• Tasks to perform:
1. Please answer these questions using the call for papers:
(a) In which room of Alexander Library will the symposium be held?
(b) Who is the keynote speaker?
(c) How long will the presentations be?
2. Reproduce word for word the passage of the call for papers that begins at the words "With this surfeit" and stops after "outside reader review).".

• Source:
_ _ _
Rutgers Art History Graduate Student Symposium Call for Papers

The Rutgers University Art History Graduate Student Symposium is now soliciting abstracts for its 8th annual meeting:

 

Making a Spectacle: Audience and the Art of Engagement

 

Friday April 20, 2018

Rutgers, The State University of New Jersey

Alexander Library, Pane Room

New Brunswick, NJ 08901

 

Keynote Speaker: Professor Bridget Alsdorf, Princeton University

 

“The spectacle is not a collection of images; rather, it is a social relationship between people that is mediated by images.” – Guy Debord, The Society of the Spectacle, 1967

 

What is spectacle and how do we represent it? What is at stake in these representations? How does spectacle operate in different spaces and eras? For centuries, artists and critical thinkers have reflected on the nature of spectacle and its role within society. In a famous philosophical text, French theorist Guy Debord offered one possible definition, which highlights the impact of visual culture on communal relations. His observation remains equally relevant today, in a world saturated with images and divertissements that clamor for our attention and influence the ways we interact with each other.

 

With this surfeit in mind, the Rutgers University Art History Graduate Student Organization invites proposals that address any of the above-mentioned questions. Abstracts are welcome from all historical periods, geographical areas, and cultural, theoretical, and methodological perspectives. Submissions within the fields of art and architectural history, archaeology, history, and visual and material culture will be considered for 20-minute presentations in English. After the symposium, one paper will be selected for publication in the 35th volume of the Rutgers Art Review (pending the outside reader review).
_ _ _
• Information supplied:

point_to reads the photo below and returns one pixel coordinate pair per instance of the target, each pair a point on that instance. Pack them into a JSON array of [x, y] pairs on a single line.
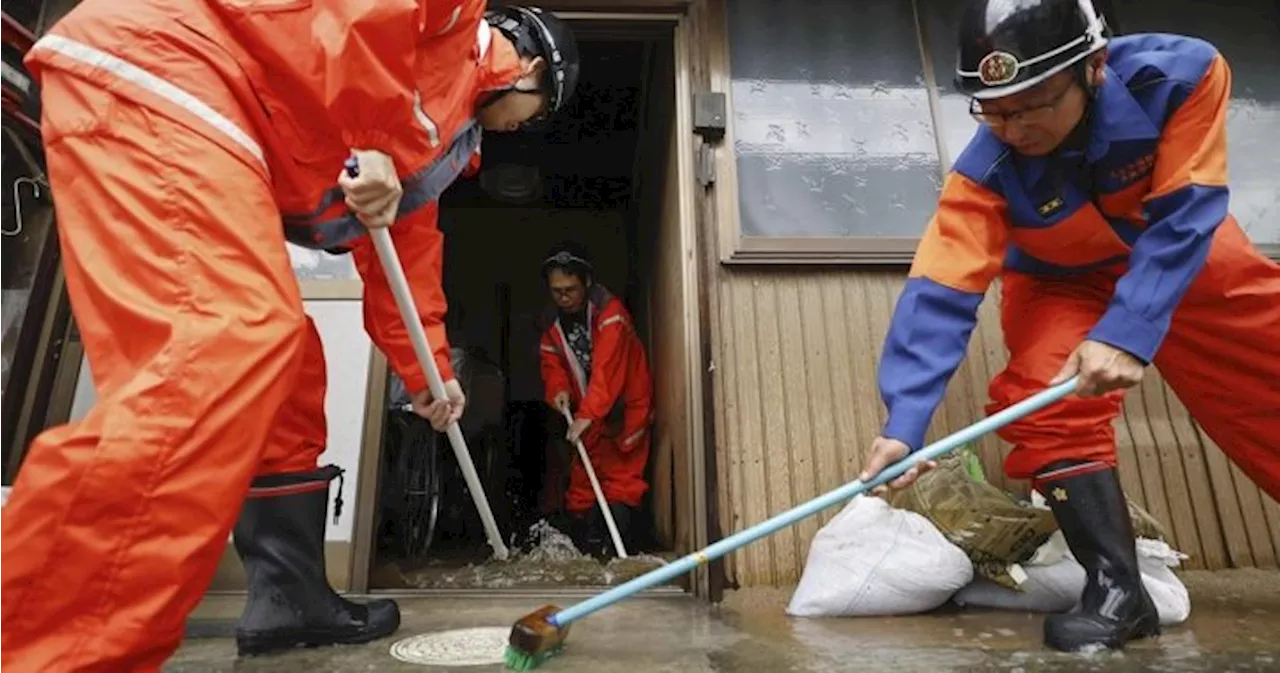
_ _ _
• Expected answers:
1.
(a) The Pane Room
(b) Professor Bridget Alsdorf of Princeton University
(c) 20 minutes

2.
With this surfeit in mind, the Rutgers University Art History Graduate Student Organization invites proposals that address any of the above-mentioned questions. Abstracts are welcome from all historical periods, geographical areas, and cultural, theoretical, and methodological perspectives. Submissions within the fields of art and architectural history, archaeology, history, and visual and material culture will be considered for 20-minute presentations in English. After the symposium, one paper will be selected for publication in the 35th volume of the Rutgers Art Review (pending the outside reader review).